Echo the material below verbatim from its first line through the line containing "box: [0, 197, 262, 303]", including both of those lines.

..........

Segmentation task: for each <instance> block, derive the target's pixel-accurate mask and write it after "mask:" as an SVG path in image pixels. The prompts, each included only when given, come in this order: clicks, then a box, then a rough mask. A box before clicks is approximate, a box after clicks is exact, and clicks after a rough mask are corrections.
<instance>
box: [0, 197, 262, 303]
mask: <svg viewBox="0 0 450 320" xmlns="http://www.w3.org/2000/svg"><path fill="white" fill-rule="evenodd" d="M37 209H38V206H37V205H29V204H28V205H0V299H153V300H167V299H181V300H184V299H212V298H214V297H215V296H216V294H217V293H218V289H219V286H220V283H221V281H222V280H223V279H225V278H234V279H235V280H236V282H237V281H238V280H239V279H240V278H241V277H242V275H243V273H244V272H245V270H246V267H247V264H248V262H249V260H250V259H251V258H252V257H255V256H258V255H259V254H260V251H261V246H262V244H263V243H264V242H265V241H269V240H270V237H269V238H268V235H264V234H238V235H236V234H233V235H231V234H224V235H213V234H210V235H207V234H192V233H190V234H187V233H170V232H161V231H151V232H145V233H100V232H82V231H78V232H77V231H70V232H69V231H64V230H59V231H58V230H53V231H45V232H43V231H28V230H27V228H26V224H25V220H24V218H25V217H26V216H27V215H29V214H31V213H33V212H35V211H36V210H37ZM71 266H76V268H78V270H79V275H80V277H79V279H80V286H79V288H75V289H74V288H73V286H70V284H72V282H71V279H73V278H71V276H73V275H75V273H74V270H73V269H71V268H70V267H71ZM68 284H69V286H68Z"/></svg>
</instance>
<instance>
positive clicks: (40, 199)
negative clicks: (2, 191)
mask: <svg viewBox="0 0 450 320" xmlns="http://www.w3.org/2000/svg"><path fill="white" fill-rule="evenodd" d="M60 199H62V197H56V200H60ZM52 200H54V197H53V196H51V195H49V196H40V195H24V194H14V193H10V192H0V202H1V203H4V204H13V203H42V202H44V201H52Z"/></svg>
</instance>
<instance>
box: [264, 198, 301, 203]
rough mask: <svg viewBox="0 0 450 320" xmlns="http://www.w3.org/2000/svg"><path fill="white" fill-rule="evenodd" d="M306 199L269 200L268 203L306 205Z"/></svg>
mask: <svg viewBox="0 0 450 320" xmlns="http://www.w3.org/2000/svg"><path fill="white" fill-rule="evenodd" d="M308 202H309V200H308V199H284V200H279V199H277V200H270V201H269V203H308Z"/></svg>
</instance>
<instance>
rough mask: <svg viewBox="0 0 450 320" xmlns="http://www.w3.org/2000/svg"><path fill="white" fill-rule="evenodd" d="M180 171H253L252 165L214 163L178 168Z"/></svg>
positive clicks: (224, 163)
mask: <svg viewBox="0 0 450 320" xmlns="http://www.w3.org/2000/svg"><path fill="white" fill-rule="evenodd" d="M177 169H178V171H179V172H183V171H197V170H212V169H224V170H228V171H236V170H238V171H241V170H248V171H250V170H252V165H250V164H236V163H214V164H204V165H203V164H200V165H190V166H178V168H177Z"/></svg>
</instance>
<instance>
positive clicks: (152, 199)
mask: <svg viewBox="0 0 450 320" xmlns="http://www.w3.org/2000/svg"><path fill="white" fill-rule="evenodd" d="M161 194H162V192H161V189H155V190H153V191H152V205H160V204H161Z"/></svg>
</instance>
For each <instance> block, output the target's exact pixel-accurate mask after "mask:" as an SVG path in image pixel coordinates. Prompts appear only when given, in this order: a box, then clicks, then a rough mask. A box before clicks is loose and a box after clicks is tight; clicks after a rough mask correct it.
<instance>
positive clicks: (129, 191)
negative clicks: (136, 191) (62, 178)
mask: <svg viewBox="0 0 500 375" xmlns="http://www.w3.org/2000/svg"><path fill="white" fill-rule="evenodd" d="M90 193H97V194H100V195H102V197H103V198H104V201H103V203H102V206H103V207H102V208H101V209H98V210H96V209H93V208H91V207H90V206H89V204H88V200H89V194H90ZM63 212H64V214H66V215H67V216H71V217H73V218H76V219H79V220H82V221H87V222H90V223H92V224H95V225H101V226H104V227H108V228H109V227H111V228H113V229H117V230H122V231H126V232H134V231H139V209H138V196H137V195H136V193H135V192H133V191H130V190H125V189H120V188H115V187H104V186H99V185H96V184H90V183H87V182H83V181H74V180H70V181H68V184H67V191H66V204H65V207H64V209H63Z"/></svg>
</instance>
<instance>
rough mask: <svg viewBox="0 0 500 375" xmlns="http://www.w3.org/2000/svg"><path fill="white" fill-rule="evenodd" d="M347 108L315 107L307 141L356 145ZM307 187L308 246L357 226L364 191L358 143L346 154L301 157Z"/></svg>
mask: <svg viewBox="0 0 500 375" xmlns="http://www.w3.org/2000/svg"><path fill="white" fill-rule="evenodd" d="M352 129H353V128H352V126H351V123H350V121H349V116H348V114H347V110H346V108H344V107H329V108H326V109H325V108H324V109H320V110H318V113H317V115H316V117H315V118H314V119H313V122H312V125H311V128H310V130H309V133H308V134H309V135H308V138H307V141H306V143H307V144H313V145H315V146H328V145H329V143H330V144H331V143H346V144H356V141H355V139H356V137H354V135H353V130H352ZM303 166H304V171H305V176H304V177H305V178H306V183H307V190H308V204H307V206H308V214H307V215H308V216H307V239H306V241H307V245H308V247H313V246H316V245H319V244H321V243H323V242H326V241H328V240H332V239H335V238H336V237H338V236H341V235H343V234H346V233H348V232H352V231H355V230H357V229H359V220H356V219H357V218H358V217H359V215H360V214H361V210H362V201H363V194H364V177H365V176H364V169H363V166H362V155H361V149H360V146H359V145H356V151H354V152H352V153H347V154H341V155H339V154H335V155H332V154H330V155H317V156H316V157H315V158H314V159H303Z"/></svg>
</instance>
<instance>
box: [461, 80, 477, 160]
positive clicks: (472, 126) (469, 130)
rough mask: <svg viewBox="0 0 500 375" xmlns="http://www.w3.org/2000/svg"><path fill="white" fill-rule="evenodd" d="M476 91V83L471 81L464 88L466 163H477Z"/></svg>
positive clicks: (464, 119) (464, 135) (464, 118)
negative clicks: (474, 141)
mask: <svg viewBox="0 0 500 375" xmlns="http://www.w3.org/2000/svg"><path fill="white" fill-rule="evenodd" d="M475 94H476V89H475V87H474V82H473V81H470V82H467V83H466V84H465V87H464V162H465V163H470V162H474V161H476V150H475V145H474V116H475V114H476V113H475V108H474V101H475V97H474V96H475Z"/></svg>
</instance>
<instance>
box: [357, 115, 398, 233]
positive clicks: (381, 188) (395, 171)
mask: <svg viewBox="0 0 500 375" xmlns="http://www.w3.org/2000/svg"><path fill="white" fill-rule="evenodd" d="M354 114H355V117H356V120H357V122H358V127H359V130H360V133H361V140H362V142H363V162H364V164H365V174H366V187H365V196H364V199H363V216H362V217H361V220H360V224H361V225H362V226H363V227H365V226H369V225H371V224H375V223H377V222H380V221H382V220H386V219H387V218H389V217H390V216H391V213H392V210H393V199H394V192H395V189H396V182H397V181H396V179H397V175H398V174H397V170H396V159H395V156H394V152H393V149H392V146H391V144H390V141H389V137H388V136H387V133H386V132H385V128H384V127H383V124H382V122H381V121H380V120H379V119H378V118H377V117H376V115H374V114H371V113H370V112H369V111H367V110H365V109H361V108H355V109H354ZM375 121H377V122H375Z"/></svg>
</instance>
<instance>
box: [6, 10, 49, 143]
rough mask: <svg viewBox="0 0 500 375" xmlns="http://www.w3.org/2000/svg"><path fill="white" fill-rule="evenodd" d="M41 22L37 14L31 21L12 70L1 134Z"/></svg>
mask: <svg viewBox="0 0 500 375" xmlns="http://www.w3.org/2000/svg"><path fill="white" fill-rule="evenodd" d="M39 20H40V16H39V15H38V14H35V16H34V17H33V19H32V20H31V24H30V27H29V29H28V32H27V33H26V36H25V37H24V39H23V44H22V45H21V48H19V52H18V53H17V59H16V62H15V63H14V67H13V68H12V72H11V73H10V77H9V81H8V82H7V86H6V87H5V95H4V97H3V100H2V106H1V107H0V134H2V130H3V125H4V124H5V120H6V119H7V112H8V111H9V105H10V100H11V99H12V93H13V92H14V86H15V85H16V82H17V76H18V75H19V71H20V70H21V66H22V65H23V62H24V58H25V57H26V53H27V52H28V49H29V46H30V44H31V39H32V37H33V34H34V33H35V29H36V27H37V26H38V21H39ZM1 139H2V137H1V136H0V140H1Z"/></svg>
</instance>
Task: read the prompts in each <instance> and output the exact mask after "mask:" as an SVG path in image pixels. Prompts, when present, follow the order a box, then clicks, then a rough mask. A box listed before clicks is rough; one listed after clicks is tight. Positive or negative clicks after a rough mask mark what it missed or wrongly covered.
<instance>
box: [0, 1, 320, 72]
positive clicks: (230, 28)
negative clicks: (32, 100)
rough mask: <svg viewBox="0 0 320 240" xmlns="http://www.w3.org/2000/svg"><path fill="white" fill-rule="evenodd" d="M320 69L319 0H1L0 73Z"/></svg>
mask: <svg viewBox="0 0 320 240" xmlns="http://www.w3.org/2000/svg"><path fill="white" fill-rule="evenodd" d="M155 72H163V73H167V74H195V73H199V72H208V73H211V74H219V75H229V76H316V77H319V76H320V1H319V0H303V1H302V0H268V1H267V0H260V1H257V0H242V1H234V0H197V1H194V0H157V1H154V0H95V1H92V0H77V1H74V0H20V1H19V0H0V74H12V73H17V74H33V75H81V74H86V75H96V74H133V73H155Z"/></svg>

..........

■ Answer for this exercise:
Segmentation task: for each <instance> block, derive the target's pixel-accurate mask and write it after "mask:" as an SVG path in image pixels. The prompts, each included only when given, come in this order: clicks, then a box, then a rough mask. A box before clicks is approximate, a box after clicks is exact, and clicks after a rough mask are corrections.
<instance>
box: [0, 197, 262, 303]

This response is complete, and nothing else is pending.